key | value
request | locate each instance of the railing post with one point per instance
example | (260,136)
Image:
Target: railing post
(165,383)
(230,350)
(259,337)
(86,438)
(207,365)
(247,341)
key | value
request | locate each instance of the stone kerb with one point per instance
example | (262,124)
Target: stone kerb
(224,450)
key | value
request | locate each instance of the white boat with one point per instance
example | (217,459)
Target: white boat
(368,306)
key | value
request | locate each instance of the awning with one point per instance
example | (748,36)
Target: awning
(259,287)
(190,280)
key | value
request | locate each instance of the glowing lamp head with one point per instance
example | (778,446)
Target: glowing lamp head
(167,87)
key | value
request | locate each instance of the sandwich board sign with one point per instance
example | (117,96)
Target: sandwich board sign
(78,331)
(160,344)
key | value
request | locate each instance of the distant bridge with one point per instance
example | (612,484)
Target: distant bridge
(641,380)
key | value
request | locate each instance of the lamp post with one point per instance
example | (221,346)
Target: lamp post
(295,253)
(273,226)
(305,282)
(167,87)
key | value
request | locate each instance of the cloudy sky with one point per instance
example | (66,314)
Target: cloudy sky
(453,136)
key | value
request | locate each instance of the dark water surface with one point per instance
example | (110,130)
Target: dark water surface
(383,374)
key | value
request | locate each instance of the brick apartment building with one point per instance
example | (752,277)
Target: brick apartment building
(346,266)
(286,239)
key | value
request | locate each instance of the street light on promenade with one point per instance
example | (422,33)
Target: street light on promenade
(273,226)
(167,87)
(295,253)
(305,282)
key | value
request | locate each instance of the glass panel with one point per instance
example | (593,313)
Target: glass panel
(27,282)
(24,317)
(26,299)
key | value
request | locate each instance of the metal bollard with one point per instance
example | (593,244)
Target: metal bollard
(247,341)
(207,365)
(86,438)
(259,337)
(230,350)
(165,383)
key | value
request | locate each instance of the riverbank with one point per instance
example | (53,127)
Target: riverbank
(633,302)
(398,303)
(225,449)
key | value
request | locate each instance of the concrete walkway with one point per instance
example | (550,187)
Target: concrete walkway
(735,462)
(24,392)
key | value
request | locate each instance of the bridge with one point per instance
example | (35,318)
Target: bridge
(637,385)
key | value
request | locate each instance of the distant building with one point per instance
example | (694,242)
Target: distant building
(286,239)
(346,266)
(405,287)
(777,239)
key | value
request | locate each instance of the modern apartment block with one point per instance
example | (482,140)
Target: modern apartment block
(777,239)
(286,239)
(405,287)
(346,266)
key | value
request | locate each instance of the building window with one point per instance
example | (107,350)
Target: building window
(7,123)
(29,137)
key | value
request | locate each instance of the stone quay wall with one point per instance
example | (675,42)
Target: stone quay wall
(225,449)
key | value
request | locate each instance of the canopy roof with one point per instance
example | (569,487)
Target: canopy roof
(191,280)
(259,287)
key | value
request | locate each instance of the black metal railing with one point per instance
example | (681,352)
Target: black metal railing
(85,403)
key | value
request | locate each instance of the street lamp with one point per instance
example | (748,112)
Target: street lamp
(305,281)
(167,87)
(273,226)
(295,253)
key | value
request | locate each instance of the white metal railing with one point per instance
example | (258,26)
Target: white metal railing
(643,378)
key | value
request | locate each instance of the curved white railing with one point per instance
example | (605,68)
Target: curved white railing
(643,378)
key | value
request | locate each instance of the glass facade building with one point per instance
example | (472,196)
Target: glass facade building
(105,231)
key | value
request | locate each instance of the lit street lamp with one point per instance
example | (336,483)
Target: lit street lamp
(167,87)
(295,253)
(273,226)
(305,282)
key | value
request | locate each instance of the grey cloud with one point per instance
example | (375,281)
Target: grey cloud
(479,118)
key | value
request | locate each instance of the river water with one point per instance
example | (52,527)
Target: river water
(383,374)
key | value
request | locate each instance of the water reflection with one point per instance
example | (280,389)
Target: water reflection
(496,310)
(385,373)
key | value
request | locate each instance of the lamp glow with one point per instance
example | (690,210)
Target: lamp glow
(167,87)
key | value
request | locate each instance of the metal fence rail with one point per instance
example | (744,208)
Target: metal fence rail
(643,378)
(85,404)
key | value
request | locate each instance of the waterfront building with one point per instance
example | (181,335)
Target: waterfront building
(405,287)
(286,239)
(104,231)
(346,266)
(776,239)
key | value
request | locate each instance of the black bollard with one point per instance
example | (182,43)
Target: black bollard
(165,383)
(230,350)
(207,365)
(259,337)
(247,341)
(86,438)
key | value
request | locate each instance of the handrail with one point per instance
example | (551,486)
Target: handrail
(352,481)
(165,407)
━━━
* _Exercise goal_:
Copy every record above exactly as it appears.

* _Task solution_:
key | value
request | locate each instance of the railing post with one point per instance
example | (260,136)
Image:
Target: railing post
(165,383)
(230,350)
(259,337)
(86,438)
(207,365)
(247,341)
key | value
request | locate each instance of the stone kerb with one point per instance
example | (262,124)
Target: stone kerb
(224,450)
key | value
request | locate each instance of the white boat with one point per instance
example | (217,459)
Target: white boat
(368,306)
key | value
request | locate each instance of the awning with one point per instance
example | (748,36)
Target: awning
(259,287)
(190,280)
key | value
request | locate each instance of the glowing lamp head with one point per instance
example | (778,446)
Target: glowing lamp head
(167,87)
key | value
request | locate each instance of the sandwich board sign with one point per instance
example | (117,96)
Target: sandwich board sign
(78,331)
(160,344)
key | value
request | locate each instance of the distant bridge with one point per instance
example | (612,484)
Target: distant bridge
(641,380)
key | value
request | locate each instance of the lamp post with one point per instance
example | (221,346)
Target: lamp post
(295,253)
(273,226)
(305,282)
(167,87)
key | value
request | locate each instance of the cloudy sky with one point per instance
example | (66,314)
Target: cloudy sky
(453,136)
key | value
request | locate each instance of the dark water surface with one point per instance
example | (110,130)
Target: dark water surface
(383,374)
key | value
request | locate each instance of the brick apartment building with one point per instance
example | (752,277)
Target: brick apartment building
(346,266)
(286,239)
key | value
request | locate each instance of the street light on promenade with one point per instance
example | (422,33)
Target: street light on promenade
(273,226)
(167,87)
(295,253)
(305,282)
key | value
request | locate each instance of the glass panel with one point per instance
example | (593,313)
Target: glass panel
(27,282)
(24,317)
(26,299)
key | value
request | locate each instance of the metal bollard with one point per instance
example | (593,244)
Target: metal bollard
(247,341)
(207,365)
(86,438)
(259,337)
(230,350)
(165,383)
key | value
request | locate each instance of the riverbank with one point per instance
example | (53,127)
Target: riverbank
(633,302)
(398,303)
(225,449)
key | value
request | locate each instance of the concrete walkway with one point per instance
example | (550,187)
Target: concrete walkway
(735,462)
(24,392)
key | value
request | locate each instance of the bridge with one point per instance
example | (35,318)
Target: bridge
(637,385)
key | value
request | locate each instance of the distant building with one point per instance
example | (694,242)
Target: distant building
(286,239)
(346,266)
(405,287)
(777,239)
key | value
request | locate each instance of the modern apartment block with one point per instance
example | (482,140)
Target: modern apartment block
(777,239)
(286,239)
(405,287)
(346,266)
key | value
request | locate each instance of the building window with one point per instance
example | (107,350)
Target: building window
(7,123)
(29,137)
key | value
request | locate each instance of the stone quay wall with one point per instance
example | (675,42)
Target: stone quay wall
(225,449)
key | value
request | locate each instance of the canopy roof with one point per instance
example | (569,487)
Target: canopy roof
(191,280)
(259,287)
key | value
request | locate each instance of the black metal railing with one point per instance
example | (681,352)
Target: black metal railing
(85,403)
key | value
request | locate each instance of the street lamp with one point per instance
example | (748,112)
Target: street lamp
(305,281)
(167,87)
(273,226)
(295,253)
key | value
request | locate each instance of the white metal railing with one point per instance
example | (258,26)
Target: white metal railing
(643,378)
key | value
request | locate each instance of the curved white railing with one point per instance
example | (605,68)
Target: curved white railing
(643,378)
key | value
request | locate each instance of the glass facade building with one point per instance
example | (472,196)
Target: glass facade building
(105,231)
key | value
request | locate each instance of the lit street lamp with one point per instance
example | (336,483)
Target: lit street lamp
(167,87)
(295,253)
(273,226)
(305,282)
key | value
request | locate each instance of the grey cloud with one point per instance
example | (375,281)
Target: grey cloud
(479,118)
key | value
request | locate each instance of the river water with one point per instance
example | (52,527)
Target: river water
(383,374)
key | value
request | locate each instance of the water reflection with one point per instance
example | (280,389)
Target: water reflection
(496,310)
(385,373)
key | value
request | locate each instance of the lamp glow with one point per instance
example | (690,210)
Target: lamp glow
(167,87)
key | value
request | locate each instance of the metal fence rail with one point per instance
example | (744,208)
Target: metal fence rail
(643,378)
(85,404)
key | value
request | locate each instance of the waterfront building with one point per instance
example | (181,335)
Target: waterfront building
(405,287)
(286,239)
(104,231)
(346,266)
(776,239)
key | value
request | locate each instance of the black bollard with one point per instance
example | (182,43)
Target: black bollard
(165,383)
(230,350)
(207,365)
(259,337)
(247,341)
(86,438)
key | value
request | locate each instance of the handrail with one point per instance
example | (551,486)
Target: handrail
(352,481)
(165,407)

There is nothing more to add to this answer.